begin Supplied entries
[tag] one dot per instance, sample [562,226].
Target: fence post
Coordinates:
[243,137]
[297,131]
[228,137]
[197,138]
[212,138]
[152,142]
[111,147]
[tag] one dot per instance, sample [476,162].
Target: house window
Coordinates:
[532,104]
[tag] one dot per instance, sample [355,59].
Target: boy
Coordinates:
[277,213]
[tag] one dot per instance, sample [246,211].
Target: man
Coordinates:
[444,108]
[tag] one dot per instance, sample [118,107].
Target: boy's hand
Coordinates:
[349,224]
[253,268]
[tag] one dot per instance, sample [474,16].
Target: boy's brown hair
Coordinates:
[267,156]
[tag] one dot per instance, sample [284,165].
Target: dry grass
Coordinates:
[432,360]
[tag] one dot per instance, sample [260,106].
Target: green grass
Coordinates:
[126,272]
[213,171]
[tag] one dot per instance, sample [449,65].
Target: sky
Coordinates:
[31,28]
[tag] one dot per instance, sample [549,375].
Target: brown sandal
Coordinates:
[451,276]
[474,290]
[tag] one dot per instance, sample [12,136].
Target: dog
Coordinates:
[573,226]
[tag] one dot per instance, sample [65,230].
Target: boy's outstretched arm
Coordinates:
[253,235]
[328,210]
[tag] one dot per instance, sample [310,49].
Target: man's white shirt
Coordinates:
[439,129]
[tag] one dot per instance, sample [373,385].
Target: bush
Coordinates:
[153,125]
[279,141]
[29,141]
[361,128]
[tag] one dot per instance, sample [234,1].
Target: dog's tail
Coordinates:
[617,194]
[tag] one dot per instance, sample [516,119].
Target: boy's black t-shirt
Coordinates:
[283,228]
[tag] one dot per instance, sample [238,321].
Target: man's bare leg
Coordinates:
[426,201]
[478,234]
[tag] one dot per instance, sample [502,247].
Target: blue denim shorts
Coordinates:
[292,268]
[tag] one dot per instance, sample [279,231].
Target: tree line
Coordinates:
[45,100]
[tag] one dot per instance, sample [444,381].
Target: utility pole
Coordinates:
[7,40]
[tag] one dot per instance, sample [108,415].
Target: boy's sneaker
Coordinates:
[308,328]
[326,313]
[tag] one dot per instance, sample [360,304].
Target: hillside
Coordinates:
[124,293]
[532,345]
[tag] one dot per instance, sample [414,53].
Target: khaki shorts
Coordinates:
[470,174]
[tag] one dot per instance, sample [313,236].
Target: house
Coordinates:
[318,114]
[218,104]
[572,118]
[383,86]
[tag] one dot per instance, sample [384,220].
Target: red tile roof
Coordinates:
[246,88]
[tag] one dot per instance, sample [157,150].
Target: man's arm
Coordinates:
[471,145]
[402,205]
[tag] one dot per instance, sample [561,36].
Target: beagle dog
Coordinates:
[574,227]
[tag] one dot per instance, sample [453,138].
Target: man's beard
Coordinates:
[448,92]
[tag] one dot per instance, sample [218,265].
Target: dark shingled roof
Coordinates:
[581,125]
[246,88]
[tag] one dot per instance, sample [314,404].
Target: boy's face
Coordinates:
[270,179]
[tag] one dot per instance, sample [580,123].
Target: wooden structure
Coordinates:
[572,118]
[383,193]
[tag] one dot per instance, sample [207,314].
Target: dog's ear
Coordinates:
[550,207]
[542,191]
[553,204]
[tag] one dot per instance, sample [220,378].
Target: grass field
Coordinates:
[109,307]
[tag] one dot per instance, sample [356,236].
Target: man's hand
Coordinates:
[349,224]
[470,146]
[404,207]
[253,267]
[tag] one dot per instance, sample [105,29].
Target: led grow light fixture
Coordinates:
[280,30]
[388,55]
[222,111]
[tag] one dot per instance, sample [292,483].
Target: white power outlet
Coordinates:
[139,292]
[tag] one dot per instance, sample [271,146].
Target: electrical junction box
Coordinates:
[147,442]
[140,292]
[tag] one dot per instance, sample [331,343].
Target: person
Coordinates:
end Supplied entries
[Your task]
Format all of the entries above as a JSON list of strings, with one string for each line and no blank lines.

[Expected answer]
[
  "[tag] one dot per instance, sample [562,226].",
  "Target: fence post",
  "Coordinates:",
  "[243,137]",
  "[297,131]",
  "[228,137]",
  "[197,138]",
  "[212,138]",
  "[152,142]",
  "[111,147]",
  "[tag] one dot per instance, sample [476,162].",
  "Target: house window",
  "Coordinates:",
  "[532,104]",
  "[tag] one dot per instance, sample [355,59].",
  "Target: boy",
  "Coordinates:",
  "[277,213]",
  "[tag] one dot per instance, sample [246,211].",
  "Target: man",
  "Coordinates:",
  "[444,108]",
  "[tag] one dot per instance, sample [118,107].",
  "Target: boy's hand",
  "Coordinates:",
  "[349,224]",
  "[253,268]",
  "[tag] one dot per instance, sample [474,16].",
  "Target: boy's brown hair",
  "Coordinates:",
  "[267,156]",
  "[tag] one dot per instance, sample [284,165].",
  "Target: dry grass",
  "Coordinates:",
  "[432,360]",
  "[tag] one dot per instance, sample [260,106].",
  "Target: green grass",
  "Coordinates:",
  "[126,272]",
  "[213,171]",
  "[tag] one dot per instance, sample [449,65].",
  "Target: sky",
  "Coordinates:",
  "[31,28]",
  "[tag] one dot per instance, sample [549,375].",
  "Target: brown sandal",
  "Coordinates:",
  "[451,276]",
  "[474,290]",
  "[tag] one dot per instance, sample [12,136].",
  "Target: dog",
  "Coordinates:",
  "[573,226]",
  "[tag] one dot per instance, sample [65,230].",
  "Target: boy's outstretched arm",
  "Coordinates:",
  "[253,235]",
  "[328,210]",
  "[tag] one dot per instance, sample [310,49].",
  "Target: man's white shirt",
  "Coordinates:",
  "[439,129]",
  "[tag] one dot per instance, sample [373,385].",
  "Target: bush",
  "Coordinates:",
  "[153,125]",
  "[279,141]",
  "[29,141]",
  "[361,128]",
  "[tag] one dot per instance, sample [234,1].",
  "Target: dog's tail",
  "Coordinates:",
  "[617,194]",
  "[tag] one dot per instance, sample [516,119].",
  "Target: boy's black t-shirt",
  "Coordinates:",
  "[283,228]",
  "[tag] one dot per instance, sample [238,321].",
  "Target: man's bare leg",
  "Coordinates:",
  "[426,201]",
  "[478,234]",
  "[tag] one dot per instance, sample [502,247].",
  "Target: blue denim shorts",
  "Coordinates:",
  "[292,268]",
  "[tag] one dot per instance, sample [279,231].",
  "Target: tree line",
  "Coordinates:",
  "[45,100]",
  "[tag] one dot per instance, sample [444,381].",
  "Target: utility pole",
  "Coordinates:",
  "[7,40]",
  "[tag] one dot per instance, sample [108,415].",
  "Target: boy's sneaker",
  "Coordinates:",
  "[308,328]",
  "[326,313]",
  "[tag] one dot per instance, sample [360,304].",
  "Target: hillside",
  "Coordinates:",
  "[124,293]",
  "[532,345]",
  "[tag] one dot per instance, sample [414,53].",
  "Target: khaki shorts",
  "Coordinates:",
  "[470,174]",
  "[tag] one dot per instance, sample [313,236].",
  "Target: house",
  "Coordinates:",
  "[318,114]",
  "[218,104]",
  "[572,118]",
  "[383,86]",
  "[tag] one dot per instance, sample [384,220].",
  "Target: red tile roof",
  "Coordinates:",
  "[246,88]",
  "[tag] one dot per instance, sample [157,150].",
  "Target: man's arm",
  "Coordinates:",
  "[471,145]",
  "[402,205]",
  "[tag] one dot per instance, sample [561,36].",
  "Target: beagle dog",
  "Coordinates:",
  "[574,227]",
  "[tag] one dot per instance, sample [453,138].",
  "Target: man's beard",
  "Coordinates:",
  "[448,92]",
  "[tag] one dot per instance, sample [218,265].",
  "Target: dark shingled roof",
  "Coordinates:",
  "[581,125]",
  "[246,88]",
  "[tag] one dot per instance, sample [314,404].",
  "Target: boy's face",
  "Coordinates:",
  "[270,179]",
  "[tag] one dot per instance, sample [580,123].",
  "Target: wooden structure",
  "Coordinates:",
  "[572,118]",
  "[383,193]",
  "[tag] one dot per instance, sample [207,314].",
  "Target: dog's ear",
  "Coordinates:",
  "[550,207]",
  "[542,191]",
  "[553,204]",
  "[tag] one dot per instance, sample [220,378].",
  "Target: grass field",
  "Coordinates:",
  "[109,307]",
  "[tag] one dot per instance, sample [356,236].",
  "Target: man's hand",
  "Coordinates:",
  "[349,224]",
  "[470,146]",
  "[404,207]",
  "[253,267]",
  "[tag] one dot per instance, sample [105,29].",
  "Target: led grow light fixture",
  "Coordinates:",
  "[280,30]",
  "[388,55]",
  "[222,111]",
  "[tag] one dot per instance, sample [292,483].",
  "Target: white power outlet",
  "Coordinates:",
  "[139,292]",
  "[tag] one dot per instance, sample [271,146].",
  "Target: electrical junction box",
  "Coordinates:",
  "[147,442]",
  "[140,292]",
  "[tag] one dot per instance, sample [331,343].",
  "Target: person",
  "Coordinates:"
]